Exercise details: Transcribe only the part of the listing below that begins at the line containing "Mark the lake" and runs to its final line, keeping both ends.

Data to use:
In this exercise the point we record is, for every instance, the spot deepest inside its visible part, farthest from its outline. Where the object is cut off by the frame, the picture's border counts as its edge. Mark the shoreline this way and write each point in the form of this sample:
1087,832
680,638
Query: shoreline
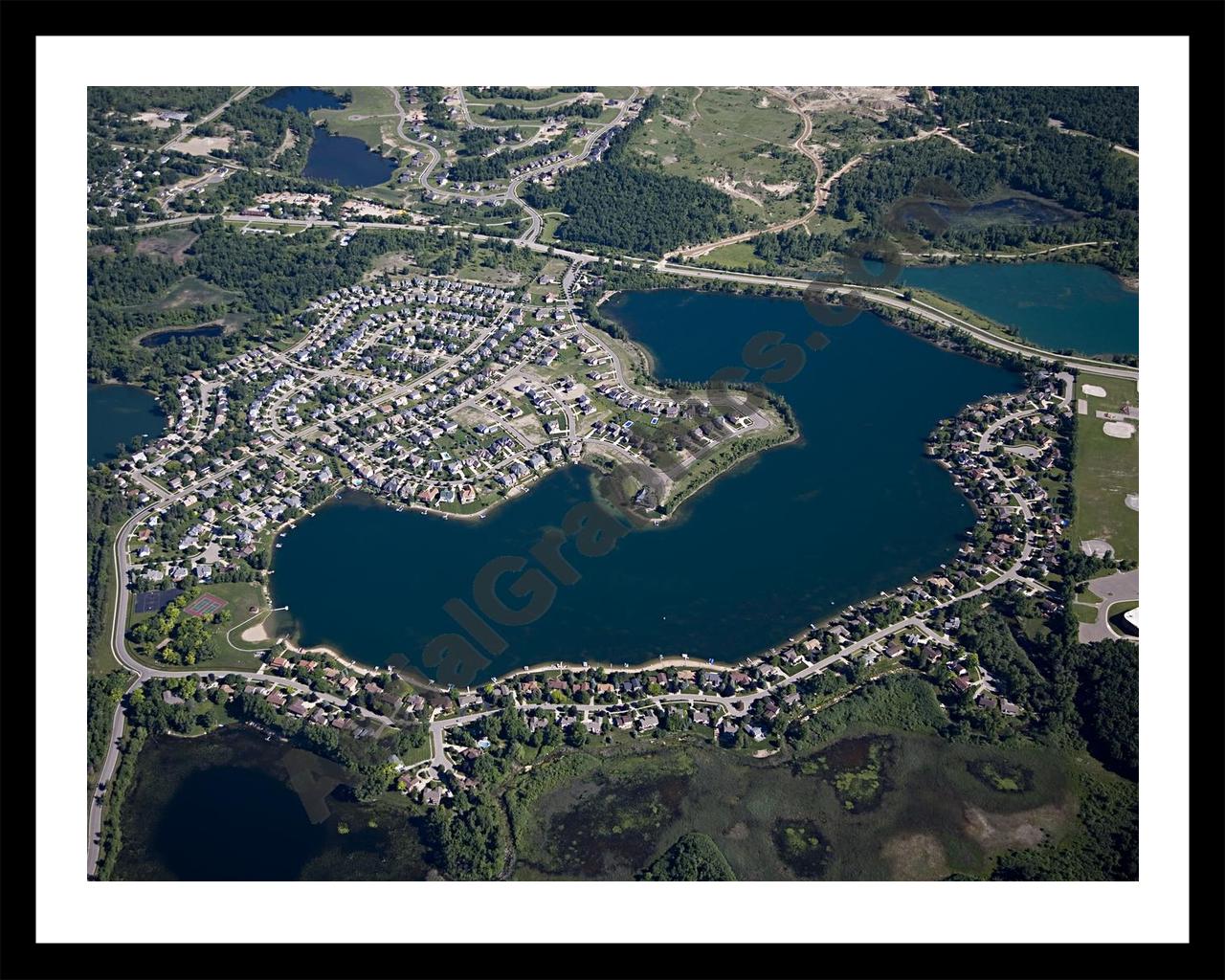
965,346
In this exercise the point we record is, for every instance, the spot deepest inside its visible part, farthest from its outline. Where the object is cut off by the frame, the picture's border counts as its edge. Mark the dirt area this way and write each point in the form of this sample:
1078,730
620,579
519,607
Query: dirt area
727,187
289,143
738,832
171,245
917,858
1026,828
152,121
201,145
781,190
1119,429
255,635
1097,546
875,99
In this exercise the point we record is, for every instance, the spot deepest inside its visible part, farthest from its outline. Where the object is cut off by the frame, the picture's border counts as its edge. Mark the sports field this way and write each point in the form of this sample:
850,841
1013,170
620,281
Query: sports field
205,605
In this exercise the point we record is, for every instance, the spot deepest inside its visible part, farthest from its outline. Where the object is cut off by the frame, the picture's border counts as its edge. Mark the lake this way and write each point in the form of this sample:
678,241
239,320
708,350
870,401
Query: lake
163,337
1055,305
115,413
345,161
219,808
796,534
302,99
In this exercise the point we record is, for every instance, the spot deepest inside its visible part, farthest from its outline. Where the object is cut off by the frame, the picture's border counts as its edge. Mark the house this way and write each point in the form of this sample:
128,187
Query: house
433,796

Task output:
In this exercise the point we record is, for every instance, the spot deepest inside its visible part, farthest from its outline. Where the object is cut off by the frame, the picture's border counts as its edge. Mark the lake this way and write each point in the form of this sample:
678,241
239,320
708,350
870,401
Query: lake
163,337
1055,305
115,413
345,161
219,808
796,534
302,99
In this exercise the point we record is, for every instance, the spot deepest inside its visible part, farthest from its outline. Where the object is cut off by the frame, the picture's border counts as its edge. Mark the house this way and write each point in the form of this sample:
128,187
Query: house
433,796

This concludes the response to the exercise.